(Written task): Reproduce without any change the lines below, from the line holding "In this exercise you will indicate every instance of the brown" to the line holding "<point>450,48</point>", both included.

(Provided records):
● ● ● ● ● ● ●
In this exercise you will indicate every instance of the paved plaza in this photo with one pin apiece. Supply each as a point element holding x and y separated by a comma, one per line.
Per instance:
● ● ● ● ● ● ●
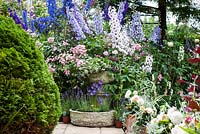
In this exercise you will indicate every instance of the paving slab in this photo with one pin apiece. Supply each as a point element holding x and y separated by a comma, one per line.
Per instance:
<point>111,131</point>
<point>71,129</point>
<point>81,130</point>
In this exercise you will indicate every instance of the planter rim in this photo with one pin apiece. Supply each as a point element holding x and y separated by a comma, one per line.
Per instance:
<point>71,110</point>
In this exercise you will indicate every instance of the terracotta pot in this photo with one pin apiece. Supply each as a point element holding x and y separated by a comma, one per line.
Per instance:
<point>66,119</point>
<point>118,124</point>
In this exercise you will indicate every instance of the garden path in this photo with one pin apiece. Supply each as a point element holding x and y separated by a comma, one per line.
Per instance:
● ● ● ● ● ● ●
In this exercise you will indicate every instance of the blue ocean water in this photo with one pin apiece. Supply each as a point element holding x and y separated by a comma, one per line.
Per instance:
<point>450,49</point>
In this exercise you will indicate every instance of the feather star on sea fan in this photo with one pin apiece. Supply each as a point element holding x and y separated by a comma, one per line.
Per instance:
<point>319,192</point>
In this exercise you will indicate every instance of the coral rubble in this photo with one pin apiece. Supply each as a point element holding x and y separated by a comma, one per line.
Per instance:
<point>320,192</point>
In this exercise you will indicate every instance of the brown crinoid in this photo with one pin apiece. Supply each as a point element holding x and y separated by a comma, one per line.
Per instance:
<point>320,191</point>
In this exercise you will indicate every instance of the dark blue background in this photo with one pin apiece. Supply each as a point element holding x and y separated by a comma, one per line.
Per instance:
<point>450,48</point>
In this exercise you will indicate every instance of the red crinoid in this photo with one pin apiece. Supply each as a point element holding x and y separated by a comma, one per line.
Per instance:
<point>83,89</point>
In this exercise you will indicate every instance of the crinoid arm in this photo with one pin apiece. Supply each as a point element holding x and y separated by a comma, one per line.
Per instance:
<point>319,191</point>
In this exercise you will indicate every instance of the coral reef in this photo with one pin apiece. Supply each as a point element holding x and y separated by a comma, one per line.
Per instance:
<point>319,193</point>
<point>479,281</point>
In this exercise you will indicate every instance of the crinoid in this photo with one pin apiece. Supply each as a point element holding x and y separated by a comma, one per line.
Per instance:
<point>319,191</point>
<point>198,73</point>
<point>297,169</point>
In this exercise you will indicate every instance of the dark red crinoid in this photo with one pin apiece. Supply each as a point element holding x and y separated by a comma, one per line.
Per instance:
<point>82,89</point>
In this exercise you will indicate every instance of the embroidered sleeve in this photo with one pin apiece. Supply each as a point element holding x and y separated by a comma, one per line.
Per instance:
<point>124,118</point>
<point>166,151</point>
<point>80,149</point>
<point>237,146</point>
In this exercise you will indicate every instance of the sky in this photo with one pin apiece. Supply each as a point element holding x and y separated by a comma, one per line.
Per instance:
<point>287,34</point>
● ● ● ● ● ● ●
(Written answer):
In this exercise you will indicate every instance of the brown crinoid in this photo with one pin apiece. Supply each as a point element holding x and y separated by a comma, one per line.
Per instance:
<point>320,191</point>
In this exercise you will indicate every instance of the dark blue background in this photo with one pin apiece. Supply each as a point element holding x and y separated by a comma, one per line.
Per instance:
<point>450,48</point>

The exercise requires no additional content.